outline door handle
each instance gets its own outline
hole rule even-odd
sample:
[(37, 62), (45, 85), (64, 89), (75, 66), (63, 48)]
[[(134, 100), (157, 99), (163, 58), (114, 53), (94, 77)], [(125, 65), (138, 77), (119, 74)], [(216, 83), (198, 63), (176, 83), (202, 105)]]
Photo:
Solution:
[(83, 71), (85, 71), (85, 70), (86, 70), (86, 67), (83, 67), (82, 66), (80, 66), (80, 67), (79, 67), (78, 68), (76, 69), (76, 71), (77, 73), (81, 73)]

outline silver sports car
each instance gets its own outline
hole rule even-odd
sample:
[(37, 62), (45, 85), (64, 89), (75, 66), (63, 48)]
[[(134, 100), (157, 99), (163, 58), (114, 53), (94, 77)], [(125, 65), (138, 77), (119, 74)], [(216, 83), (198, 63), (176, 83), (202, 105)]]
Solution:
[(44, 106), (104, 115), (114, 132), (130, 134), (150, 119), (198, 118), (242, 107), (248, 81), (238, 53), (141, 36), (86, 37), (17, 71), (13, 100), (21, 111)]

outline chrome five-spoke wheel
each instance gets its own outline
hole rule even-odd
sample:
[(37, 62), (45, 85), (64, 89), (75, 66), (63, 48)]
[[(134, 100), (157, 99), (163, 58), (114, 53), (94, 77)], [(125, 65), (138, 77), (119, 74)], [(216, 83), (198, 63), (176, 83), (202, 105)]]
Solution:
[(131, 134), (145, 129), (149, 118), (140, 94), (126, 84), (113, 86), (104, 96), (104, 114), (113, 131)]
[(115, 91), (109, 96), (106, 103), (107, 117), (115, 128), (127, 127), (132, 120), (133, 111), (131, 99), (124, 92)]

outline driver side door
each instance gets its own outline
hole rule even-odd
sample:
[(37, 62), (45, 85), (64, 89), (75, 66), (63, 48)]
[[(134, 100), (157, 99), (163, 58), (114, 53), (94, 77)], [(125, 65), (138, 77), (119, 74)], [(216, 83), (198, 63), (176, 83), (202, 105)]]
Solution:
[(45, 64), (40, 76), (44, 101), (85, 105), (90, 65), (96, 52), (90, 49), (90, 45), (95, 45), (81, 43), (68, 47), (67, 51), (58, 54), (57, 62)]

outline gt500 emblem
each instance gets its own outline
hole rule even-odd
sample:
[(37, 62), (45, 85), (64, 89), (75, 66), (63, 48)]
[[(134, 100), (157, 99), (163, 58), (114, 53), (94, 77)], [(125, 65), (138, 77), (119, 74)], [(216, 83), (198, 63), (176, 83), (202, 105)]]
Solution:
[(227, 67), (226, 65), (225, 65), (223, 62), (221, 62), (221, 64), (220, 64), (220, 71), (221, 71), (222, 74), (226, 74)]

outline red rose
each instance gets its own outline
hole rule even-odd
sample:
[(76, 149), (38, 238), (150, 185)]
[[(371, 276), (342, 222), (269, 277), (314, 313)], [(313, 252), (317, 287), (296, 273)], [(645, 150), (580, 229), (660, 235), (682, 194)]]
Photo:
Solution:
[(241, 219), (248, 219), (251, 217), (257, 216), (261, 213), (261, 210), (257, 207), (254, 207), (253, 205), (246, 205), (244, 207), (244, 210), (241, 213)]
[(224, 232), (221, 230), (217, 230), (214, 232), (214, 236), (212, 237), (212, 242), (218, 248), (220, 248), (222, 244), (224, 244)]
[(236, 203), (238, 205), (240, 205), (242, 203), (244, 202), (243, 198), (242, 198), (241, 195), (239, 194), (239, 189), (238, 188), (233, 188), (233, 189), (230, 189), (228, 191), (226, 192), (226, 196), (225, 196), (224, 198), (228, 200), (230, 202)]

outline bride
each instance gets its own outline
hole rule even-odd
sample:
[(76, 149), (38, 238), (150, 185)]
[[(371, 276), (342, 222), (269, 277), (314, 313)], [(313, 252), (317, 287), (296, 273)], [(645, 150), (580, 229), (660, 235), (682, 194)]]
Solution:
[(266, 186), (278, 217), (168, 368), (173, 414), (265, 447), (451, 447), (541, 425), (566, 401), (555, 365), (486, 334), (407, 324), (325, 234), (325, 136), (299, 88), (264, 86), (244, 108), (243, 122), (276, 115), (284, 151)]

■ **Problem details**:
Please write out the listing word for word, starting from its very first line and stopping after the line containing "99), (124, 92)]".

■ **Result**:
outline door handle
each instance gets its own outline
hole rule even-odd
sample:
[(37, 62), (45, 85), (64, 89), (75, 66), (63, 48)]
[[(134, 100), (157, 99), (163, 58), (114, 53), (94, 77)], [(125, 65), (138, 77), (119, 74)], [(216, 83), (198, 63), (176, 83), (202, 105)]]
Photo:
Solution:
[(83, 71), (85, 71), (85, 70), (86, 70), (86, 67), (83, 67), (82, 66), (80, 66), (80, 67), (79, 67), (78, 68), (76, 69), (76, 71), (77, 73), (81, 73)]

outline silver sports car
each instance gets its own outline
hole rule even-odd
sample:
[(37, 62), (45, 85), (64, 89), (75, 66), (63, 48)]
[[(134, 100), (157, 99), (163, 58), (114, 53), (94, 77)], [(125, 65), (138, 77), (119, 74)], [(216, 83), (198, 63), (176, 83), (202, 105)]]
Solution:
[(44, 106), (104, 115), (114, 132), (130, 134), (150, 119), (198, 118), (242, 107), (248, 81), (238, 53), (141, 36), (86, 37), (17, 71), (13, 100), (21, 111)]

outline chrome five-spoke wheel
each instance gets its own outline
hole rule even-odd
sample:
[(37, 62), (45, 85), (64, 89), (75, 66), (63, 48)]
[[(134, 100), (157, 99), (163, 58), (114, 53), (94, 77)], [(125, 65), (138, 77), (119, 74)], [(216, 83), (198, 63), (176, 83), (202, 105)]]
Solution:
[(131, 134), (145, 129), (149, 118), (140, 94), (126, 84), (113, 86), (104, 96), (104, 114), (113, 131)]
[(115, 91), (109, 96), (106, 103), (107, 117), (115, 128), (127, 127), (132, 120), (133, 111), (131, 99), (124, 92)]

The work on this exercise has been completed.